DIRECTIONS: Please give again every entry exactly as it appears, setting aside the pictures.
□ □ □ □ □ □ □
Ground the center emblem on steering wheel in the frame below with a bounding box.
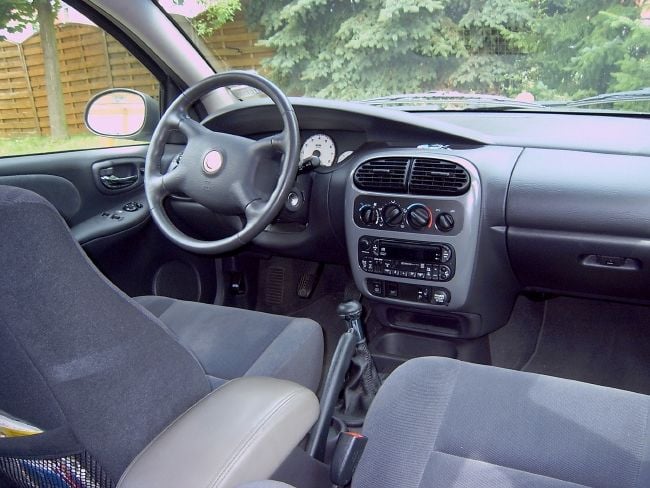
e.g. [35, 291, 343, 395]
[202, 150, 223, 175]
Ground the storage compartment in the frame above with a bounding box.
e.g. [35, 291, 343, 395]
[507, 148, 650, 301]
[508, 228, 650, 301]
[370, 331, 457, 374]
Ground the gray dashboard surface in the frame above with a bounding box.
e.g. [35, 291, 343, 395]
[206, 97, 650, 156]
[204, 97, 650, 313]
[508, 148, 650, 238]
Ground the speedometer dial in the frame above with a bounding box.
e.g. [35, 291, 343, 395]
[300, 134, 336, 167]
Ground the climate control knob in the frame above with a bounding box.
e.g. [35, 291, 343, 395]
[406, 204, 432, 230]
[359, 205, 379, 225]
[382, 204, 403, 227]
[436, 213, 455, 232]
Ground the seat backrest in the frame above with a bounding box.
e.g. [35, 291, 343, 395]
[0, 186, 211, 485]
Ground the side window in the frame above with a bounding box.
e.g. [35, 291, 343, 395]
[0, 2, 159, 157]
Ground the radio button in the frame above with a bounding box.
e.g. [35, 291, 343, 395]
[368, 280, 384, 297]
[387, 282, 399, 298]
[440, 265, 452, 281]
[359, 237, 372, 252]
[433, 289, 450, 305]
[417, 287, 431, 302]
[440, 246, 452, 263]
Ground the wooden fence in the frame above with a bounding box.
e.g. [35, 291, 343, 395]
[0, 16, 272, 138]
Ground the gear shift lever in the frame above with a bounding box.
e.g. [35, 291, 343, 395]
[306, 299, 381, 460]
[336, 300, 381, 425]
[337, 300, 365, 343]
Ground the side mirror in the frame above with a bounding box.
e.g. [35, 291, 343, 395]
[84, 89, 160, 141]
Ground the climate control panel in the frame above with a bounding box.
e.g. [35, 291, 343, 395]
[358, 236, 455, 283]
[353, 196, 464, 236]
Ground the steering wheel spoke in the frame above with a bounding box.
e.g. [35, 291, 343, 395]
[252, 130, 289, 157]
[178, 116, 212, 139]
[161, 166, 185, 194]
[244, 198, 268, 223]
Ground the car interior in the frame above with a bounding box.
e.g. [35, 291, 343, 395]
[2, 1, 650, 487]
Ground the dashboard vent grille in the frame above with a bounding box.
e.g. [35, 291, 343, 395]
[354, 157, 409, 192]
[409, 158, 470, 196]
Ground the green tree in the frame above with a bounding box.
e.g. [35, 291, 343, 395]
[192, 0, 242, 37]
[241, 0, 538, 99]
[522, 0, 648, 100]
[0, 0, 68, 139]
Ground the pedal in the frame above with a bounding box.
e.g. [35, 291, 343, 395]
[297, 262, 322, 298]
[229, 272, 246, 295]
[265, 266, 286, 305]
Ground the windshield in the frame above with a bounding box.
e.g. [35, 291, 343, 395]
[159, 0, 650, 114]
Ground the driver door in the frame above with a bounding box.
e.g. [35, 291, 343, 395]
[0, 1, 217, 303]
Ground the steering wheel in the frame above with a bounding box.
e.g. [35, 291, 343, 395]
[144, 71, 299, 254]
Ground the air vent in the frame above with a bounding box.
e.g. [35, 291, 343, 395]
[354, 157, 409, 192]
[409, 158, 470, 196]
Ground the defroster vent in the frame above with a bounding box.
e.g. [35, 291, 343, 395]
[409, 158, 470, 196]
[353, 157, 409, 192]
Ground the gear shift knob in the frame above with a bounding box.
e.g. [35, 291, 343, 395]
[337, 300, 362, 320]
[337, 300, 365, 342]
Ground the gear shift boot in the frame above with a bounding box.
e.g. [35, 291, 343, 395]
[336, 300, 381, 424]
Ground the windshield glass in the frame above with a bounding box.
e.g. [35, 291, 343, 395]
[158, 0, 650, 113]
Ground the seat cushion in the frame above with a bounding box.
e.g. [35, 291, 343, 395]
[354, 357, 650, 488]
[135, 296, 324, 392]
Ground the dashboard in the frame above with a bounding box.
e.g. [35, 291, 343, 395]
[199, 98, 650, 338]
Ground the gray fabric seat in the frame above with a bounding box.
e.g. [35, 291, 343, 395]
[0, 185, 323, 484]
[354, 357, 650, 488]
[135, 296, 323, 391]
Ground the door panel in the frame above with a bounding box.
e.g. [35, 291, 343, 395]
[0, 145, 148, 227]
[0, 144, 218, 303]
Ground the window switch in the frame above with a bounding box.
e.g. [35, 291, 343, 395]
[367, 279, 384, 297]
[387, 282, 399, 298]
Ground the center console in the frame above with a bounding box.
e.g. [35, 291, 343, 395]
[345, 150, 481, 311]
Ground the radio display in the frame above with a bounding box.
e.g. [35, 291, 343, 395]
[382, 242, 441, 262]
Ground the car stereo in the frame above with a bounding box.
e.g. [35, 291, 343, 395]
[358, 236, 455, 282]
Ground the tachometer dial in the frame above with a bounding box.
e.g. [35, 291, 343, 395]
[300, 134, 336, 167]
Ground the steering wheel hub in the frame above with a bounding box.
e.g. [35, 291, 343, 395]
[203, 150, 224, 175]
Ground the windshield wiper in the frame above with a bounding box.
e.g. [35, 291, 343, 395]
[563, 87, 650, 108]
[360, 91, 546, 110]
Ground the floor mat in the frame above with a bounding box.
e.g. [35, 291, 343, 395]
[521, 297, 650, 395]
[255, 257, 356, 392]
[290, 294, 345, 385]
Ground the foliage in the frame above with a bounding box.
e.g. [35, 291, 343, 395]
[231, 0, 650, 103]
[0, 0, 60, 37]
[240, 0, 539, 99]
[193, 0, 242, 37]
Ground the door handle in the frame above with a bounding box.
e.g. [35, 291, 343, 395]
[100, 174, 139, 189]
[92, 158, 145, 194]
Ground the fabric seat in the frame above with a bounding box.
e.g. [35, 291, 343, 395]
[135, 296, 323, 391]
[353, 357, 650, 488]
[0, 185, 323, 485]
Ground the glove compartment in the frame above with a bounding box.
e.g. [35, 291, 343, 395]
[507, 148, 650, 301]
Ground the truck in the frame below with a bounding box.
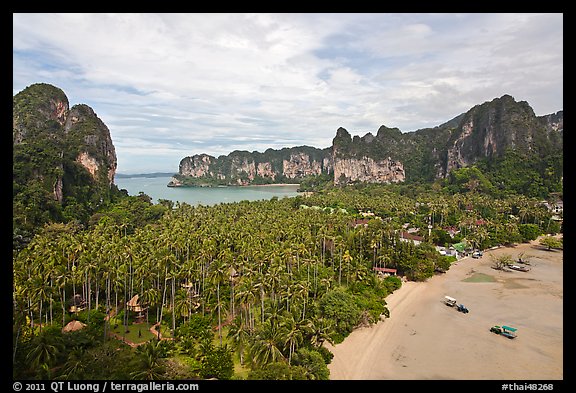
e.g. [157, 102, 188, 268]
[490, 325, 517, 339]
[444, 296, 457, 307]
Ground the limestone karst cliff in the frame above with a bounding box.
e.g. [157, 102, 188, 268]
[174, 95, 562, 187]
[13, 83, 118, 229]
[170, 146, 333, 187]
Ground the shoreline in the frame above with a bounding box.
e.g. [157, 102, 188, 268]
[326, 237, 563, 380]
[245, 183, 300, 187]
[167, 182, 301, 188]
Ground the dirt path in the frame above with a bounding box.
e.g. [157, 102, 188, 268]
[325, 237, 563, 380]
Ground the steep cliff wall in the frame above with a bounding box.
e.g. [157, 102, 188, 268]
[13, 83, 117, 209]
[332, 95, 563, 185]
[173, 94, 562, 187]
[174, 146, 332, 186]
[64, 104, 117, 186]
[333, 156, 405, 184]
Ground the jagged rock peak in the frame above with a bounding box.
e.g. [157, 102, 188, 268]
[376, 125, 402, 137]
[13, 82, 117, 190]
[335, 127, 351, 139]
[13, 83, 70, 144]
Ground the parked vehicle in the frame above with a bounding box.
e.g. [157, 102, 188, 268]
[444, 296, 457, 307]
[490, 325, 517, 339]
[509, 264, 531, 272]
[472, 251, 483, 258]
[457, 304, 469, 313]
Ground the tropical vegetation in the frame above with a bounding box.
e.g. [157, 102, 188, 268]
[13, 180, 562, 380]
□ □ □ □ □ □ □
TASK RESULT:
Ground the center emblem on steering wheel in the frame below with a bounding box.
e.g. [35, 291, 343, 395]
[202, 150, 223, 175]
Ground the storage compartment in the frame above with a bounding box.
e.g. [35, 291, 343, 395]
[507, 148, 650, 301]
[508, 228, 650, 301]
[370, 331, 457, 374]
Ground the gray dashboard surface in the frame above with a bounding box.
e.g. [35, 291, 343, 395]
[206, 97, 650, 156]
[204, 97, 650, 313]
[508, 148, 650, 238]
Ground the speedometer dial in the frame above with a bounding box.
e.g. [35, 291, 343, 395]
[300, 134, 336, 167]
Ground the climate control knob in the frame above with a bounding box.
e.g. [35, 291, 343, 395]
[406, 204, 432, 230]
[359, 205, 379, 225]
[382, 204, 403, 227]
[436, 213, 455, 232]
Ground the seat backrest in the frame above with a bounding box.
e.g. [35, 291, 343, 395]
[0, 186, 211, 485]
Ground the side window in the frame above with a bounding box.
e.g. [35, 291, 343, 395]
[0, 2, 159, 157]
Ground the radio button in the frame above with a bounding box.
e.g. [35, 291, 343, 395]
[368, 280, 384, 297]
[387, 282, 399, 298]
[440, 265, 452, 281]
[359, 237, 372, 252]
[433, 289, 450, 305]
[417, 287, 431, 302]
[440, 246, 452, 263]
Ground the wooden fence in the frame above with a bounding box.
e.g. [35, 291, 343, 395]
[0, 16, 272, 138]
Ground the gear shift lever in the frame above with a bounding box.
e.g. [35, 291, 343, 395]
[306, 299, 381, 460]
[336, 300, 381, 425]
[337, 300, 365, 343]
Ground the side mirror in the frame above with a bounding box.
e.g. [35, 291, 343, 395]
[84, 89, 160, 141]
Ground the climate control panel in the frame above with a bounding box.
e.g. [35, 291, 343, 395]
[358, 236, 455, 283]
[353, 196, 464, 236]
Ground the steering wheel spoke in the frame above with a bounding box.
e.g. [35, 291, 343, 395]
[252, 130, 289, 157]
[178, 116, 212, 139]
[161, 166, 185, 194]
[244, 198, 268, 223]
Ground the car interior in the frame above with a bounding box.
e.g. [35, 291, 343, 395]
[2, 1, 650, 487]
Ground the dashboard vent grille in the frame above with a bounding box.
e.g. [35, 291, 343, 395]
[354, 157, 409, 192]
[409, 158, 470, 196]
Ground the green tree in the frame above with a bounding box.
e.g. [35, 291, 343, 395]
[192, 0, 242, 37]
[241, 0, 538, 99]
[522, 0, 648, 100]
[0, 0, 68, 139]
Ground the pedal in the frame above with a bounding box.
e.g. [35, 291, 343, 395]
[297, 262, 322, 298]
[229, 272, 246, 295]
[265, 266, 286, 305]
Ground the windshield in the frame above with a bounding box.
e.g. [35, 291, 343, 395]
[159, 0, 650, 114]
Ground the driver door in the frame above with a bounding box.
e.g. [35, 291, 343, 395]
[0, 1, 217, 303]
Ground the steering wheel in the frame above with a bounding box.
e.g. [35, 291, 343, 395]
[144, 71, 299, 254]
Ground the air vent in the frame above with a bounding box.
e.g. [35, 291, 343, 395]
[354, 157, 409, 192]
[409, 158, 470, 196]
Ground the defroster vent in the frame above with a bounding box.
e.g. [35, 291, 343, 395]
[409, 158, 470, 196]
[353, 157, 409, 192]
Ground the gear shift knob in the frame above with a bounding box.
e.g. [35, 291, 343, 395]
[337, 300, 362, 320]
[337, 300, 365, 342]
Ground the gear shift boot in the frame above with a bounding box.
e.g. [35, 291, 343, 395]
[336, 300, 381, 424]
Ground the windshield glass in the frame above with a bounding box.
e.g. [35, 291, 343, 395]
[158, 0, 650, 113]
Ground the seat cushion in the frame above with a bounding box.
e.g. [35, 291, 343, 395]
[354, 357, 650, 488]
[135, 296, 324, 392]
Ground the dashboard in the frame above with a bounding box.
e.g. [35, 291, 343, 395]
[199, 98, 650, 338]
Ground the gray fabric seat in the frame above with a bounding box.
e.g. [35, 291, 343, 395]
[0, 185, 323, 484]
[354, 357, 650, 488]
[135, 296, 323, 391]
Ground the door panel in the frame above with a bounding box.
e.g. [35, 291, 343, 395]
[0, 145, 148, 227]
[0, 144, 218, 303]
Ground the window switch in the frame above with a bounding box.
e.g. [35, 291, 343, 395]
[367, 279, 384, 297]
[387, 282, 399, 298]
Ground the center console in the frame above with a bounding box.
e.g. [35, 291, 343, 395]
[345, 150, 481, 311]
Ground the radio display in the frame above with a bounding box.
e.g. [35, 291, 343, 395]
[382, 242, 441, 262]
Ground the car stereo in the frame above with a bounding box.
e.g. [35, 291, 343, 395]
[358, 236, 455, 282]
Ground the tachometer dial in the frame above with a bounding box.
e.g. [35, 291, 343, 395]
[300, 134, 336, 167]
Ground the steering wheel hub in the frame above with a bounding box.
e.g. [35, 291, 343, 395]
[203, 150, 224, 175]
Ground the windshield wiper in the frame above with a bounding box.
e.g. [35, 291, 343, 395]
[563, 87, 650, 108]
[360, 91, 546, 110]
Ground the floor mat in the frame above with a bounding box.
e.g. [35, 291, 343, 395]
[521, 297, 650, 395]
[255, 257, 356, 392]
[290, 294, 345, 385]
Ground the foliage in the frame above with a bounding box.
e.g. [35, 291, 343, 395]
[231, 0, 650, 103]
[0, 0, 60, 37]
[240, 0, 539, 99]
[193, 0, 242, 37]
Ground the door handle in the frame above with a bounding box.
e.g. [35, 291, 343, 395]
[100, 174, 139, 189]
[92, 158, 145, 194]
Ground the fabric seat in the frame above with a bounding box.
e.g. [35, 291, 343, 395]
[135, 296, 323, 391]
[353, 357, 650, 488]
[0, 185, 323, 485]
Ground the glove compartment in the frame above with a bounding box.
e.g. [35, 291, 343, 395]
[507, 148, 650, 301]
Ground the truck in the frame below with a bounding box.
e.g. [157, 102, 188, 268]
[490, 325, 517, 339]
[444, 296, 457, 307]
Ground the limestone karst cliff in the frame above with a bounding box.
e.g. [157, 102, 188, 268]
[174, 95, 562, 187]
[13, 83, 118, 229]
[170, 146, 333, 187]
Ground the shoreline in the frame above with a bounding box.
e.g. [157, 102, 188, 268]
[326, 237, 563, 380]
[245, 183, 300, 187]
[167, 182, 301, 188]
Ground the dirt path in the frame above with a bounding box.
e.g. [157, 102, 188, 268]
[325, 237, 563, 380]
Ground the steep cliff wall in the frame above with a bounding box.
e.g. [157, 102, 188, 268]
[13, 83, 117, 209]
[332, 95, 563, 185]
[173, 94, 562, 187]
[174, 146, 332, 186]
[64, 104, 117, 186]
[333, 156, 405, 184]
Ground the jagged rock peak in the frame above with a bounding box.
e.g. [157, 102, 188, 268]
[376, 125, 402, 137]
[13, 82, 117, 190]
[335, 127, 351, 139]
[13, 83, 70, 144]
Ground the parked vehicle in the frame above with a bounding box.
e.g. [157, 102, 188, 268]
[444, 296, 457, 307]
[490, 325, 517, 339]
[509, 264, 531, 272]
[472, 251, 483, 258]
[457, 304, 469, 313]
Ground the tropical vegetation in the frame above with a bounding box.
e.g. [157, 102, 188, 268]
[13, 180, 562, 380]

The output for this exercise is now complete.